**Assignment**. Using the data below, return every line that holds the word "each".

**Exercise material**.
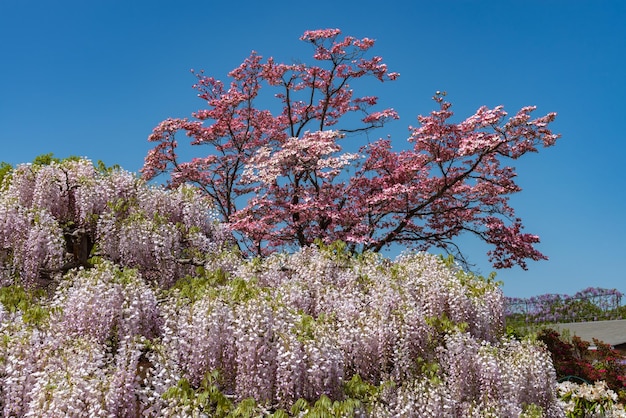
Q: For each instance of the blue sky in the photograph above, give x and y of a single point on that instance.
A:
...
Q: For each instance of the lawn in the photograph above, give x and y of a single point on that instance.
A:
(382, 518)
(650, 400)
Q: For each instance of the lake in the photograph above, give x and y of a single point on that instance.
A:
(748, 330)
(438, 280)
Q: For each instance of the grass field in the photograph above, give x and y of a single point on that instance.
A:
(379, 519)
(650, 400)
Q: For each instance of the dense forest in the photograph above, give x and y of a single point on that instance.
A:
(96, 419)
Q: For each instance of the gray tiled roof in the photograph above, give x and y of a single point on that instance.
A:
--
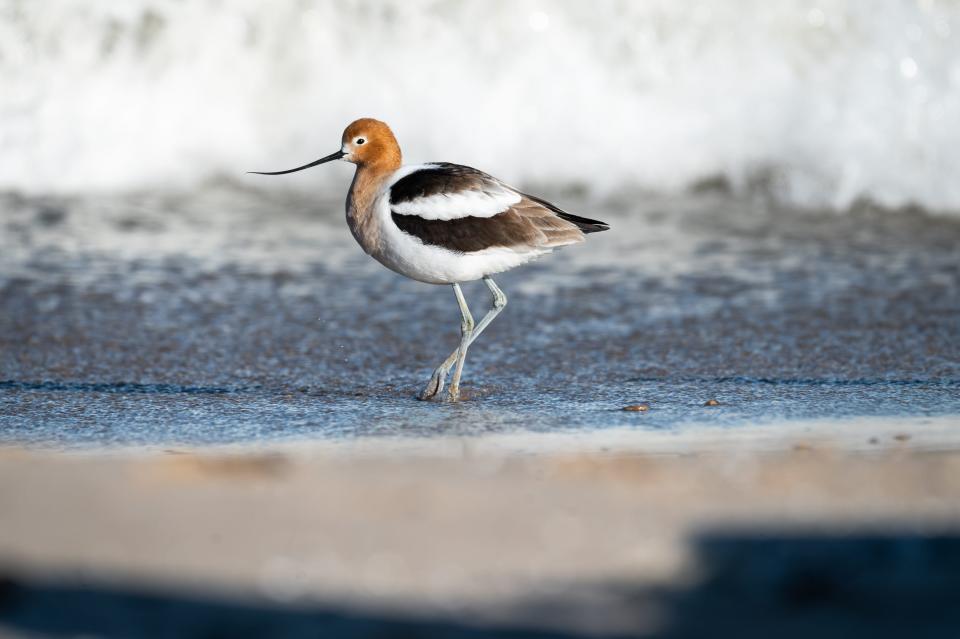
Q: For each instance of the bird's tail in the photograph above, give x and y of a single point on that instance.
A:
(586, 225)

**Solution for this problem**.
Q: For each instance of the blue sky in the photograph above, give x and y of a single point on that instance.
Q: For each instance of the lawn in the photograph above, give x and y of a single point on that instance.
Q: For each instance of the lake in the photograph above, give x and y of a single point on that instance.
Q: For each instance of the grass field in the photograph above, give x and y of a single point on that instance.
Q: For each instance of the dense forest in the photograph above, give x and y of a single point on that instance.
Q: For each instance of the gray tiled roof in the photograph above, give x and y of a single point on that instance.
Q: For each instance of the bird's tail in the photograph above, give x and y of a single point on that instance.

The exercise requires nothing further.